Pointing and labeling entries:

..............................

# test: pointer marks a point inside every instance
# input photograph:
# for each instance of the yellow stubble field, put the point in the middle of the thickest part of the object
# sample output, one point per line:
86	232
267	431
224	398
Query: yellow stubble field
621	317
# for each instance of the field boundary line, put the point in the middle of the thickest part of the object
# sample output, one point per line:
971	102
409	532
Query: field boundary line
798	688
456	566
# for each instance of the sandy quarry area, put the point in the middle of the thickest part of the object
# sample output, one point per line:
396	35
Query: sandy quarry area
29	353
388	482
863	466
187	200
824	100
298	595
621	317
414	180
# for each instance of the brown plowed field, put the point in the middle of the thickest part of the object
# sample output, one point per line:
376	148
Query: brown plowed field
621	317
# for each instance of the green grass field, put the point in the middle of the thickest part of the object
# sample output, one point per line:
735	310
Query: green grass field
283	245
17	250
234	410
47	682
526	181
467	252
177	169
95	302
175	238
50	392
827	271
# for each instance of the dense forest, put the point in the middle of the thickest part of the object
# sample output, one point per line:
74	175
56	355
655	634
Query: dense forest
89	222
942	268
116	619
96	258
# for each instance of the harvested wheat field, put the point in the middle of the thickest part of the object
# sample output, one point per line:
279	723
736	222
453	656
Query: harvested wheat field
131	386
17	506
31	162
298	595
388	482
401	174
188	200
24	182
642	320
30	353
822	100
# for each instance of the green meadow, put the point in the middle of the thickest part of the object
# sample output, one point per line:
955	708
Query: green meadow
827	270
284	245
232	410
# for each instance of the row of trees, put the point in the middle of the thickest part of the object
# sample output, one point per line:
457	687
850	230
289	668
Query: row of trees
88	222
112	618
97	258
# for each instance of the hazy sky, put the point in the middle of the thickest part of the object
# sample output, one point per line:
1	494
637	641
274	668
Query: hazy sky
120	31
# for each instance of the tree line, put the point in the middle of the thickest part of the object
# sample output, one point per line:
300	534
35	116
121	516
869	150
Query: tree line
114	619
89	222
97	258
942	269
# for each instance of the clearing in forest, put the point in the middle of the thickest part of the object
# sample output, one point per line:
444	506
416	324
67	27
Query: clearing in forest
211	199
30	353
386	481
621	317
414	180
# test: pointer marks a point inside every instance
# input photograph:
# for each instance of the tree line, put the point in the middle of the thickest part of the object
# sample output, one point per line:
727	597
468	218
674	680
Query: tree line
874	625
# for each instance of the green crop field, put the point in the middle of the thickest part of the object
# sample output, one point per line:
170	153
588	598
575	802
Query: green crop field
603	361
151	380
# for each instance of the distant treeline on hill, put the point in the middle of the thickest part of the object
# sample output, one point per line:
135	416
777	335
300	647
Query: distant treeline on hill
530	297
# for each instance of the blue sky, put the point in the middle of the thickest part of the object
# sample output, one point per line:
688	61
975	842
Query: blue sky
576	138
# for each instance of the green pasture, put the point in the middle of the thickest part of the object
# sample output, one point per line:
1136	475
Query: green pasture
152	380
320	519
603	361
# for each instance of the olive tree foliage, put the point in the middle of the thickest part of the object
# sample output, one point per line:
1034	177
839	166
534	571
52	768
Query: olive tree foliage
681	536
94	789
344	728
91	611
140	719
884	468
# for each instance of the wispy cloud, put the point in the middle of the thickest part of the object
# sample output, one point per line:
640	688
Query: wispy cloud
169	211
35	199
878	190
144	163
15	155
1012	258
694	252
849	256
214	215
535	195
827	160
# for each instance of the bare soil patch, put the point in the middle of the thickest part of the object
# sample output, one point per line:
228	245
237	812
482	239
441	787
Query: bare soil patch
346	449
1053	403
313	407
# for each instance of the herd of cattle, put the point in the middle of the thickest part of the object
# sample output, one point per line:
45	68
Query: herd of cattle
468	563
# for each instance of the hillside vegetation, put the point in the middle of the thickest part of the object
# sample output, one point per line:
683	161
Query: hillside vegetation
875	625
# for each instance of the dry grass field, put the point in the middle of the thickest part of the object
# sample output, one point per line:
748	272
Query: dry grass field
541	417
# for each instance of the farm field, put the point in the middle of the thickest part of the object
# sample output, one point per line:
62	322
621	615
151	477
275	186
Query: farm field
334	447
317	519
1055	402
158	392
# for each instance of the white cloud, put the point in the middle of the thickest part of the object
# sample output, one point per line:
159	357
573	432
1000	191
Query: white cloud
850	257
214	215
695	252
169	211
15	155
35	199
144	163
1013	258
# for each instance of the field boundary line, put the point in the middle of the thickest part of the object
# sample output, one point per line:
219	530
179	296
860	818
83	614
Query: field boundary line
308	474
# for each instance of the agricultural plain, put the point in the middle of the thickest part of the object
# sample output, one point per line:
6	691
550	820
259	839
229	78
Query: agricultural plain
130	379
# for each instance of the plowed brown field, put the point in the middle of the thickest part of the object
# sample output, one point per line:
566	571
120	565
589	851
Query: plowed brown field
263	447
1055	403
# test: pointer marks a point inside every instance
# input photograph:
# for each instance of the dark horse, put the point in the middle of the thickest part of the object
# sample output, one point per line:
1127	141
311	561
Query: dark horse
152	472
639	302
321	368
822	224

..............................

→ **To be done**
Set down all of the entries exactly, please.

→ **Result of this exercise**
# test: pointer marks a point inside every instance
# input photograph:
# for each instance of the yellow stubble field, put the point in the middle of the thickest part of the object
# sample output, one point per line:
86	232
267	431
224	398
Query: yellow stubble field
621	317
# for each instance of the field boundary line, put the point in the middle of the thickest part of the object
# sample output, one point per line:
971	102
409	532
Query: field boundary line
798	688
456	566
# for each instance of the sandy quarry area, put the point in the middle of the thickest part of the object
# sample output, one point per line:
396	35
Query: sandy quarry area
29	353
388	482
863	466
187	200
824	100
298	595
621	317
414	180
# for each instance of the brown plowed field, put the point in the middle of the thickest part of the object
# sample output, one point per line:
376	148
Query: brown plowed field
621	317
# for each instance of the green grass field, put the point in the middle of the thickest part of the object
# sample output, one point per line:
735	310
Query: green grass field
283	245
17	250
234	410
47	682
526	181
467	252
177	169
95	302
175	238
50	392
827	271
# for each instance of the dense forest, put the point in the middle of the thickest part of the object
# sample output, one point per line:
74	175
56	355
655	634
Query: dense forest
89	222
942	268
116	619
96	258
# for each instance of the harvested wheat field, put the point in the middle of the thickest part of the object
# sample output, one point per line:
279	723
736	222
453	656
Query: harvested wheat field
131	386
17	506
31	162
298	595
388	482
401	174
188	200
24	182
642	320
30	353
822	100
# for each instance of the green meadow, put the point in the middle of the thickest part of the object
# sample output, one point per line:
955	708
Query: green meadow
827	270
284	245
232	410
# for each instance of the row of trees, put the point in the middle of the thickest part of the object
# sample output, one point per line:
457	687
850	230
289	668
Query: row of trees
88	222
112	618
97	258
# for each instance of the hazy sky, put the point in the middle of the thickest part of the object
# sample output, one point per line:
1	494
637	641
274	668
Query: hazy sky
120	31
# for each instance of the tree line, put the point in the middle of the thickest part of the object
# sample output, one point per line:
300	534
35	116
121	516
869	150
Query: tree line
114	619
89	222
97	258
942	269
# for each instance of the clearing in forest, put the point in the middle of the thickest part of the object
# sample output, one point per line:
444	506
416	324
67	27
Query: clearing in forest
211	199
30	353
386	481
621	317
414	180
# test: pointer marks a point inside every instance
# input photograph:
# for each instance of the tree line, put the point in the middle of the thickest part of the object
# sample output, one point per line:
727	597
468	218
674	680
Query: tree line
874	625
# for each instance of the green crop field, put the point in the middle of the thickest part of the object
# sample output, one point per line:
170	153
588	598
575	802
Query: green crop field
603	361
151	380
# for each instance of the distant treeline on hill, put the point in the middle of the thickest part of the object
# sample output, one point per line:
135	416
777	335
300	647
Query: distant treeline on hill
530	297
# for each instance of the blue sky, put the point in the middle of the thickest part of the object
# sample output, one point per line:
688	61
975	842
Query: blue sky
576	138
# for each instance of the green pasture, put the point in the middle of the thickest part of the object
# sample output, one point per line:
1136	475
Query: green pasture
152	380
320	519
603	361
# for each instance of the olive tree foliage, put the point in the middle of the thickest part of the object
# sample output, one point per line:
1034	177
839	166
534	571
52	768
Query: olive tree foliage
681	536
94	789
344	728
91	611
140	719
884	468
# for each instance of the wispy cloud, put the point in the middle of the thickest part of the object
# sample output, one point per line:
640	688
Query: wispy cloud
169	211
35	199
878	190
144	163
15	155
1012	258
694	252
849	256
214	215
535	195
827	160
# for each instance of the bare soil patch, put the point in the middle of the thickest part of the object
# sample output, one point per line:
228	245
237	812
482	239
441	787
Query: bare soil patch
346	449
1053	403
313	407
# for each instance of the herd of cattle, put the point in the middle of the thickest part of the object
# sample output, one point per line:
45	68
Query: herd of cattle
468	563
# for each instance of the hillside vegetation, put the point in the middle of the thickest part of the object
# sample output, one point per line:
683	161
Query: hillside vegetation
875	625
# for each instance of the dry grass field, put the point in the middle of the thickest part of the object
# sample output, one point per line:
748	272
Query: dry grass field
541	417
# for each instance of the farm field, put the point in the middle of the thickest part of the object
# sample output, one point per line:
62	322
621	615
151	477
275	186
Query: farm field
334	447
317	519
1055	402
158	392
# for each instance of the white cloud, put the point in the middle of the thickest part of the object
# sample output, one point per line:
159	357
573	432
1000	191
Query: white cloud
850	257
214	215
695	252
169	211
15	155
35	199
144	163
1013	258
# for each instance of the field boundary line, put the point in the middle of the thickest part of the object
# sample output, one point per line:
219	530
179	296
860	818
83	614
Query: field boundary line
308	474
# for each instance of the agricultural plain, put the point in the middle of the thickest part of the object
# sample output, one point per line:
6	691
550	820
259	839
229	78
Query: agricultural plain
130	379
# for each instance of the plowed brown field, put the point in the middle of the thickest part of the object
# sample output, one point per line:
566	571
120	565
589	851
Query: plowed brown field
263	447
1055	403
# test: pointer marks a point inside every instance
# input photograph:
# for each instance of the dark horse, put the point in the middle of the thickest part of the object
# sample output, one point per line:
1127	141
311	561
Query: dark horse
152	472
639	302
321	368
822	224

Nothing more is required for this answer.